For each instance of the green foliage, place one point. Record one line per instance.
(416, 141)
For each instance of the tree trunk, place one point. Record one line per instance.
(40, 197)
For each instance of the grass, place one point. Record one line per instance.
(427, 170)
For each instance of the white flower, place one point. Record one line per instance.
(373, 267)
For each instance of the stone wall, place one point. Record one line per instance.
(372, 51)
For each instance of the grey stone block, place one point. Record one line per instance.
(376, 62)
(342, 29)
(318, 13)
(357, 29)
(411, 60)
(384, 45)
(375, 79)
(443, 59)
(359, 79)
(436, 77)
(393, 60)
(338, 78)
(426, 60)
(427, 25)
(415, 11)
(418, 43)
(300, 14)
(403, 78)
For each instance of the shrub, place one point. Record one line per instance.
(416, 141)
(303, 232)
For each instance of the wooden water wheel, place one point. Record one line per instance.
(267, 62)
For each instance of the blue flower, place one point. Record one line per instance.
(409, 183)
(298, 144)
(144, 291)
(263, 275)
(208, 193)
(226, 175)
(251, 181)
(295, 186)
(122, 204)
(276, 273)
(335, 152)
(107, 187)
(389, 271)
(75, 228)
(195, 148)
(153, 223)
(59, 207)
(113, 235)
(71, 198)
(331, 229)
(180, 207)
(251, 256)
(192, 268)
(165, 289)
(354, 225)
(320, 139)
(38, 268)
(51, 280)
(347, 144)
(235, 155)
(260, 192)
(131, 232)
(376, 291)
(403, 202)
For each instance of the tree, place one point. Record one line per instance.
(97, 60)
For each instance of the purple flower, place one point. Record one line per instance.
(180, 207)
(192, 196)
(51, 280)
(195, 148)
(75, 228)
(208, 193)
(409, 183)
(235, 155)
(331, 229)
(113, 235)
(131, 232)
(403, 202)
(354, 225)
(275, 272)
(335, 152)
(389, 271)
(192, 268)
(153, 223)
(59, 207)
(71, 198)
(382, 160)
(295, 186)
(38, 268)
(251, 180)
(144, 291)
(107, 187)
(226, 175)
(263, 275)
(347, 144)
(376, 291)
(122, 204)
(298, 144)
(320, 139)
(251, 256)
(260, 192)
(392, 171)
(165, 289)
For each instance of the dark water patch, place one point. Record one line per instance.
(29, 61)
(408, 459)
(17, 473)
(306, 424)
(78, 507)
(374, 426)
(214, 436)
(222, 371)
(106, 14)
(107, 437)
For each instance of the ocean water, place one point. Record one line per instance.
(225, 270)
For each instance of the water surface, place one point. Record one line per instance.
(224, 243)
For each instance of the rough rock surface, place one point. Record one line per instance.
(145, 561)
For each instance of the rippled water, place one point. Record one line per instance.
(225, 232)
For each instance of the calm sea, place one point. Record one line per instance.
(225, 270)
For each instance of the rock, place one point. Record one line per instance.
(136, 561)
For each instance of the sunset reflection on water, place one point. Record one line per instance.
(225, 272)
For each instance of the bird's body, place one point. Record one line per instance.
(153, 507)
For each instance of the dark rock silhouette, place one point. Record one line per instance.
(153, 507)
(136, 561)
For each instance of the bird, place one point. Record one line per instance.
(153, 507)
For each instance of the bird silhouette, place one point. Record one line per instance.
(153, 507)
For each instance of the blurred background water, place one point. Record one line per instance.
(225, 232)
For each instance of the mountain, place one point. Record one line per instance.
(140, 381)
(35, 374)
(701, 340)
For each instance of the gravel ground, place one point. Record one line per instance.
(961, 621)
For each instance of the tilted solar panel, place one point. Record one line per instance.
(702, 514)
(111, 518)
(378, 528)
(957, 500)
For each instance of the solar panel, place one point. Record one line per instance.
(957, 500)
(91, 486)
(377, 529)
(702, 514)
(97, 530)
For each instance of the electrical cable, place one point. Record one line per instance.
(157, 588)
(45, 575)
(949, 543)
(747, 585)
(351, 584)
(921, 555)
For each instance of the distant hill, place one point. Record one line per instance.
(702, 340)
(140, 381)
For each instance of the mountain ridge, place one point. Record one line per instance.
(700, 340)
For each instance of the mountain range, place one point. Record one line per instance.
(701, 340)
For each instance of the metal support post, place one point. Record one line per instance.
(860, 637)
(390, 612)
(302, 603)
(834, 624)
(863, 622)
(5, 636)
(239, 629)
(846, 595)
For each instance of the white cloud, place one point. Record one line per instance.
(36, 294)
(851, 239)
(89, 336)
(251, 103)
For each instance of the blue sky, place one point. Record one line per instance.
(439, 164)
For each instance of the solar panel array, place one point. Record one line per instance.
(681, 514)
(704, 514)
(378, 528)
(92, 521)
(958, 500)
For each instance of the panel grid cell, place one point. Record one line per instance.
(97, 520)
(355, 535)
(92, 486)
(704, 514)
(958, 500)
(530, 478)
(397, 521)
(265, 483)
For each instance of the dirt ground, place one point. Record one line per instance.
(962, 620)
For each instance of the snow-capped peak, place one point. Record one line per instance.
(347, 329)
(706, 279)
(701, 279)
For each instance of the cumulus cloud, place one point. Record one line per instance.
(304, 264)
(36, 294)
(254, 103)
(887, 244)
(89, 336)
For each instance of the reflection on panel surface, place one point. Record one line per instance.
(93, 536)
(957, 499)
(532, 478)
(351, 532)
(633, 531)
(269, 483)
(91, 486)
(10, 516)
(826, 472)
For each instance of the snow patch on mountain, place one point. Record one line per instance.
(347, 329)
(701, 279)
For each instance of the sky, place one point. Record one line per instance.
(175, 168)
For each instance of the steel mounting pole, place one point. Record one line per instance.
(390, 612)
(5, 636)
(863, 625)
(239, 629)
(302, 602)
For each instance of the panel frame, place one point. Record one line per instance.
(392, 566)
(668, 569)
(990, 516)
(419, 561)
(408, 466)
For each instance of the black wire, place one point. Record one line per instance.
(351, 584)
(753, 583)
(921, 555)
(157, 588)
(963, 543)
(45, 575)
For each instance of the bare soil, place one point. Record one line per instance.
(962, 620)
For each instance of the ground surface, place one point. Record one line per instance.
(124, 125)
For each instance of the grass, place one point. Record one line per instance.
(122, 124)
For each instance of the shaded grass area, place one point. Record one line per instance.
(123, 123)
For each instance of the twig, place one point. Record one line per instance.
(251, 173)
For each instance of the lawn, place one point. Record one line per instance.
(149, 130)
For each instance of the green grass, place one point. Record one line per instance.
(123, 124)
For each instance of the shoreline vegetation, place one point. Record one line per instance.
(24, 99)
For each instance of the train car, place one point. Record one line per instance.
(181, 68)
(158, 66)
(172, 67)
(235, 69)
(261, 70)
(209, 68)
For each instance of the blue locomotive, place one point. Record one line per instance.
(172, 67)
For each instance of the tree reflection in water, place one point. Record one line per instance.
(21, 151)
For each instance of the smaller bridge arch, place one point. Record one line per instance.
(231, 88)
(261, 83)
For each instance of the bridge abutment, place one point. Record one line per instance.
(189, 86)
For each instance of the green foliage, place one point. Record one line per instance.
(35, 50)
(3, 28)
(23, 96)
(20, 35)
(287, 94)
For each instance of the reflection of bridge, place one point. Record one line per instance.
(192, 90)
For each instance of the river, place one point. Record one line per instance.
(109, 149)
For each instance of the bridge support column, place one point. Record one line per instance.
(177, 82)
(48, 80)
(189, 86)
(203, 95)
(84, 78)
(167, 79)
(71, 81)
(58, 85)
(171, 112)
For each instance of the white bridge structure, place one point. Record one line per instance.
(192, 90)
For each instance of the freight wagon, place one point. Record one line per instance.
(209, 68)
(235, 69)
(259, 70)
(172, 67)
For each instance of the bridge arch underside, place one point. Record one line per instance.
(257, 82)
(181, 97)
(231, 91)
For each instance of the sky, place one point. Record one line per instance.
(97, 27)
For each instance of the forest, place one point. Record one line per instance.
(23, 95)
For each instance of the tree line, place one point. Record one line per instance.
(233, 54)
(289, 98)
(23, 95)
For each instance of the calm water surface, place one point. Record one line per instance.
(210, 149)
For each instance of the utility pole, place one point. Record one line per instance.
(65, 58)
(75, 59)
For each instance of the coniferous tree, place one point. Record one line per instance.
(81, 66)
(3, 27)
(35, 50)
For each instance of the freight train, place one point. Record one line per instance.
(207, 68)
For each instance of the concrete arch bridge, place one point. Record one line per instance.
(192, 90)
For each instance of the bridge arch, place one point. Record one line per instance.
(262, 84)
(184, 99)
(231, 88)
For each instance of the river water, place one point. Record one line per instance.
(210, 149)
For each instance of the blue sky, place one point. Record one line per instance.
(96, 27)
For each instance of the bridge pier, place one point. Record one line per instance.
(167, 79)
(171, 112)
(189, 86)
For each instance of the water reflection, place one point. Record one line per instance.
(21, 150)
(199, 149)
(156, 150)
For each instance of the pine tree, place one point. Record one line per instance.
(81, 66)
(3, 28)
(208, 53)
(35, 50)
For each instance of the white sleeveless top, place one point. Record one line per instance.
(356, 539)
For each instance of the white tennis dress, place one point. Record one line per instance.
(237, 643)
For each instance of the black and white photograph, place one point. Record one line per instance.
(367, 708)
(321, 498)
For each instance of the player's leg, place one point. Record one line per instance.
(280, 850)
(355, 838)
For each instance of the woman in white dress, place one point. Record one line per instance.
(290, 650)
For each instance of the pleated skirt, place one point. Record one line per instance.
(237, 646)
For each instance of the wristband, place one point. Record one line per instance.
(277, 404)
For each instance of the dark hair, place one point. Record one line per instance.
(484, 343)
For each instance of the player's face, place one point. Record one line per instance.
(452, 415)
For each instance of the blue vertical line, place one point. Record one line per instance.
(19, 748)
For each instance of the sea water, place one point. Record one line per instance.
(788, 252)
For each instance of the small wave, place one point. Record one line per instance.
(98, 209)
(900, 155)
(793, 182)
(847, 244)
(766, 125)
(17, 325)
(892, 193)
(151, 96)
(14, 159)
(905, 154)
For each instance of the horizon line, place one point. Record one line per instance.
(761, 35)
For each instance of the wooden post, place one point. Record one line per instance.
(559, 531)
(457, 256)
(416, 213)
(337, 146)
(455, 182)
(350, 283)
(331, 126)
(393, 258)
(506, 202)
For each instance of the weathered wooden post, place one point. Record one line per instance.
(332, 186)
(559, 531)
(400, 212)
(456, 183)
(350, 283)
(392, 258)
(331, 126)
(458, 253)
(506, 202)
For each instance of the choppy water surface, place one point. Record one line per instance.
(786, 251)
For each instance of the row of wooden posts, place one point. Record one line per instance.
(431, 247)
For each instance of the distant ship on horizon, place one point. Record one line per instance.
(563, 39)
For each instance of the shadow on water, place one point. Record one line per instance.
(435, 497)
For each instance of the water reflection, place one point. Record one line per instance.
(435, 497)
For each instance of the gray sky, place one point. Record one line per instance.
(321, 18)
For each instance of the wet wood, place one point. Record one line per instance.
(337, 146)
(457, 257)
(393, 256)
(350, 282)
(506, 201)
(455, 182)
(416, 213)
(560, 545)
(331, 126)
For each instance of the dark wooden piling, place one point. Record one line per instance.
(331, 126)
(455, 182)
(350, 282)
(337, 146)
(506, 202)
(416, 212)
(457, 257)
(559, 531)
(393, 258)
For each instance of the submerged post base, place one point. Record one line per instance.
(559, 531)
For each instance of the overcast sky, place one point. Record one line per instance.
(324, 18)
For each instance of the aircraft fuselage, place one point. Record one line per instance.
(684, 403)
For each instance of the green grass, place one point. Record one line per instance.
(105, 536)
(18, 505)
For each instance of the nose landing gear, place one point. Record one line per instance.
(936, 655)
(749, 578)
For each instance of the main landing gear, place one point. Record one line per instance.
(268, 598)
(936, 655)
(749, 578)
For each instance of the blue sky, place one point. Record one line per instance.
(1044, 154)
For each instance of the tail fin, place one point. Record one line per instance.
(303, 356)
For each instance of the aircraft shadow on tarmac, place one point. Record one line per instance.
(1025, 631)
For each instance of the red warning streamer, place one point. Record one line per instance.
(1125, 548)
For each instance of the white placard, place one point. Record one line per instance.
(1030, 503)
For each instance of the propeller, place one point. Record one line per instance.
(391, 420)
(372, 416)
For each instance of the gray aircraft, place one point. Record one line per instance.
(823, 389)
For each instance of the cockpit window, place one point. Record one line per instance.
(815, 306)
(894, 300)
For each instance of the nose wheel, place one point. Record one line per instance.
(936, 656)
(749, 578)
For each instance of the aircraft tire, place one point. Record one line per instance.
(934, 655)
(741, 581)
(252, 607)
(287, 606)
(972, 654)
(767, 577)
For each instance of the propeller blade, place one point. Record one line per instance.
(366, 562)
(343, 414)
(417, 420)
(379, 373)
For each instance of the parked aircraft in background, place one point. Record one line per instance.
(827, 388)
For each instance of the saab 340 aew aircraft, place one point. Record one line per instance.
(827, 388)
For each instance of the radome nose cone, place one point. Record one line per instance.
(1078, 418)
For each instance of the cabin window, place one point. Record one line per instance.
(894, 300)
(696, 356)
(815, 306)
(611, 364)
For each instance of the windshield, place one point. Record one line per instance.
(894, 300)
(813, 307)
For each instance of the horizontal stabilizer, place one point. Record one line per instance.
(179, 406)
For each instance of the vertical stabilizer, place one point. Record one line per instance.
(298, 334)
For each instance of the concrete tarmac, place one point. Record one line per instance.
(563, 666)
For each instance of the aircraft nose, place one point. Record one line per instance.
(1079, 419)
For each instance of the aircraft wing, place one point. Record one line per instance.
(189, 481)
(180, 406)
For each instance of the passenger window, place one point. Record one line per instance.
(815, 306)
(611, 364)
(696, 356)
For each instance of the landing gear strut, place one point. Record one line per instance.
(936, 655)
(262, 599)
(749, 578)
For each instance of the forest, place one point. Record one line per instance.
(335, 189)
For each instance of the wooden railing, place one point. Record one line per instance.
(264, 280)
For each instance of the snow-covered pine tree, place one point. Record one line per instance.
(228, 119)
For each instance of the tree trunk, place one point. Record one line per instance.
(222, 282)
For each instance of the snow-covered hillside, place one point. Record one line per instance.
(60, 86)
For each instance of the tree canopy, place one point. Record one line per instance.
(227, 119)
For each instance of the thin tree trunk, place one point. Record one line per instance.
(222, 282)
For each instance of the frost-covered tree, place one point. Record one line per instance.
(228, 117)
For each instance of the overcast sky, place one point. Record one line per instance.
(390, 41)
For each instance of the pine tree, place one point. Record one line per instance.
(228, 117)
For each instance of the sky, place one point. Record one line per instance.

- - -

In the entries above, take the line containing "For each instance of the wooden railing, place" and each later line through the last, and repeat them exactly. Output nothing else.

For each instance of the wooden railing, place one point. Record one line per instance.
(264, 280)
For each instance of the snow-covered pine tree, place one point. Record one line per instance.
(228, 119)
For each instance of the tree trunk, place one point. Record one line per instance.
(222, 282)
For each instance of the snow-covered hillside, place one point. Record one line per instance.
(60, 86)
For each instance of the tree canopy, place one point. Record one line per instance.
(227, 119)
For each instance of the thin tree trunk, place one point. Record one line per instance.
(222, 282)
For each instance of the frost-covered tree, place one point. Record one line per instance.
(228, 117)
For each instance of the overcast sky, place one point. Record one line per instance.
(390, 41)
For each instance of the pine tree, place one point. Record one line per instance.
(228, 117)
For each instance of the sky, place one point. Record one line per instance.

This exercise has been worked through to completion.